What the task asks
List every line of the items below that contains the word "black", copying each such line in full. Only lines that match its capitalization count.

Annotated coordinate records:
· · · ·

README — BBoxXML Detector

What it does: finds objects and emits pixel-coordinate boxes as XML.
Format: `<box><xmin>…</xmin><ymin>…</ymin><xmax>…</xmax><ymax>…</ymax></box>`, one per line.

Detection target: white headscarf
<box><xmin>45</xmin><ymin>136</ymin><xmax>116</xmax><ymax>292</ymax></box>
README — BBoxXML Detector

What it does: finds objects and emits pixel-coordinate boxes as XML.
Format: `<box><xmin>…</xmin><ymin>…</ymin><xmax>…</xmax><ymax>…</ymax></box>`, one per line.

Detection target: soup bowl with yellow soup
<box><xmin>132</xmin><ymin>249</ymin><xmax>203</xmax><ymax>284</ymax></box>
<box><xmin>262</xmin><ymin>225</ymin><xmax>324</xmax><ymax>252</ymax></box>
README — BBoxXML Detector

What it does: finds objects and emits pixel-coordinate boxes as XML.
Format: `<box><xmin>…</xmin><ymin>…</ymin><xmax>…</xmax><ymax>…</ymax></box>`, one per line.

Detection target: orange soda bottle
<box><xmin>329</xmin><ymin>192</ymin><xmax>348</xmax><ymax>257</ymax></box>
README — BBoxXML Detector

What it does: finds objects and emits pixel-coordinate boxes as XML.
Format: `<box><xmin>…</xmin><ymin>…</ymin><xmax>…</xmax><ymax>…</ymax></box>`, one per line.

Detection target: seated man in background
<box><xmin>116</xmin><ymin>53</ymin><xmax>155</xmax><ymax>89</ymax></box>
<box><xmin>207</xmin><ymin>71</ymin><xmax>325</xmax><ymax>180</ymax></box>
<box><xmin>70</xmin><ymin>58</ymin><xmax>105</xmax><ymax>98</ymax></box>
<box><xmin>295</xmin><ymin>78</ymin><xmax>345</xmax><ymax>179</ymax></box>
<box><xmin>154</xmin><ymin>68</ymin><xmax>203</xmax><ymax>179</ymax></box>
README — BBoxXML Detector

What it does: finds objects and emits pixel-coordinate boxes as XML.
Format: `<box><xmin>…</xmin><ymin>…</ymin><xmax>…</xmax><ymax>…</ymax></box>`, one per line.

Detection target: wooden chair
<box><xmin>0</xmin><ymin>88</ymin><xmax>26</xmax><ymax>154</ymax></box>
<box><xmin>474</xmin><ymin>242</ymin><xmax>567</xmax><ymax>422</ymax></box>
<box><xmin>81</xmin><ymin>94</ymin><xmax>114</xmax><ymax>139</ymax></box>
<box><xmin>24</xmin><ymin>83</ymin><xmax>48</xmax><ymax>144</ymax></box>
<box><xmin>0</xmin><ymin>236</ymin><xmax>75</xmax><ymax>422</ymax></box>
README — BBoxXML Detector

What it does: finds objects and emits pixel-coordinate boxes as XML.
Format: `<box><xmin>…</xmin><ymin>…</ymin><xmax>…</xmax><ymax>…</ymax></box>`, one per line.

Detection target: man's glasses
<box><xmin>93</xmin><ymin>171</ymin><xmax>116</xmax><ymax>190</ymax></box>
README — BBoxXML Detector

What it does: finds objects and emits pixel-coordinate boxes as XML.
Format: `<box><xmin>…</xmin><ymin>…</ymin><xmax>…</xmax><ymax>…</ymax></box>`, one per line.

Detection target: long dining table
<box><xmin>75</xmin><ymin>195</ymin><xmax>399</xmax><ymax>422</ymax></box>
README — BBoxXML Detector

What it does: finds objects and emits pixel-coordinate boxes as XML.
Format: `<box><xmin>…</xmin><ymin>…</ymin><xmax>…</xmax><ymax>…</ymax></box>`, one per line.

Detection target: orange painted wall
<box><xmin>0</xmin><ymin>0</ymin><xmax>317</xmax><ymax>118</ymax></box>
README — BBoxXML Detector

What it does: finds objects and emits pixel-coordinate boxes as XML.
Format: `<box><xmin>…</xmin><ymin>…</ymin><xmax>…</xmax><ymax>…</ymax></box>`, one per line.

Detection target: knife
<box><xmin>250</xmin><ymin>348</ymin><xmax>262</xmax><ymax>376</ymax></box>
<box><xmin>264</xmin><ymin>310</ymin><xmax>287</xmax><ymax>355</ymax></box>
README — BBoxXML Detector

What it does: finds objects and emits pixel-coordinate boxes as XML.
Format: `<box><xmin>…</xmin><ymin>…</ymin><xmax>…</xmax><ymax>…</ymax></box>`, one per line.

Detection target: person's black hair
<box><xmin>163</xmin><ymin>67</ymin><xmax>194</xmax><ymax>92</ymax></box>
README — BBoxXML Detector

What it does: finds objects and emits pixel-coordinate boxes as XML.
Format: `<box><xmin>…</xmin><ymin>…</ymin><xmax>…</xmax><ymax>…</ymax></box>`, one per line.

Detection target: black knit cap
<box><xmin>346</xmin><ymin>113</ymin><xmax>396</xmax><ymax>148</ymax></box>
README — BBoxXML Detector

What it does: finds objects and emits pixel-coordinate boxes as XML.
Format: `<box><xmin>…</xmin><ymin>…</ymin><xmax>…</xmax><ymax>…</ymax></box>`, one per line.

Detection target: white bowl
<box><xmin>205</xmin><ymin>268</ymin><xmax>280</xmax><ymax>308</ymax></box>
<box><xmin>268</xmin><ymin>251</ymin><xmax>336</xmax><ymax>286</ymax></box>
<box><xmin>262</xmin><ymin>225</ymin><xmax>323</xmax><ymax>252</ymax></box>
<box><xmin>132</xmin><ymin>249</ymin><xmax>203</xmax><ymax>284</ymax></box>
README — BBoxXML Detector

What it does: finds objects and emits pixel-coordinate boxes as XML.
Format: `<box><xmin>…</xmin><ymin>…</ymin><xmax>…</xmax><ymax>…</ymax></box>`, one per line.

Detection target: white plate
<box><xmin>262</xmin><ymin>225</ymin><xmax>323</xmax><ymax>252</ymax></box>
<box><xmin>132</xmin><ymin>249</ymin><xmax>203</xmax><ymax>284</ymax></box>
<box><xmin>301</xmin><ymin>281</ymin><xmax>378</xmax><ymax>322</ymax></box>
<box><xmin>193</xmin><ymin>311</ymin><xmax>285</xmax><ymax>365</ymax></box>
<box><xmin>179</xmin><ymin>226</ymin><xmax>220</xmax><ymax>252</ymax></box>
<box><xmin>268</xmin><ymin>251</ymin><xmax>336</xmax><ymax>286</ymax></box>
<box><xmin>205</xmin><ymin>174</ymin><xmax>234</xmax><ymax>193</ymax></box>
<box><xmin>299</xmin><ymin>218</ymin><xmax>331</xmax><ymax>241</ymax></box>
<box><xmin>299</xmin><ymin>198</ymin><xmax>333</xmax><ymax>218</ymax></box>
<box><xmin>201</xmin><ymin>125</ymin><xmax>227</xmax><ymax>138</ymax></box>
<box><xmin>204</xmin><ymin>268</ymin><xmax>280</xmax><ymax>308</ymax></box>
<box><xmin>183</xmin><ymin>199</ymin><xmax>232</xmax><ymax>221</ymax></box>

· · · ·

Output of the task
Detection target: person's black hair
Detection target: black knit cap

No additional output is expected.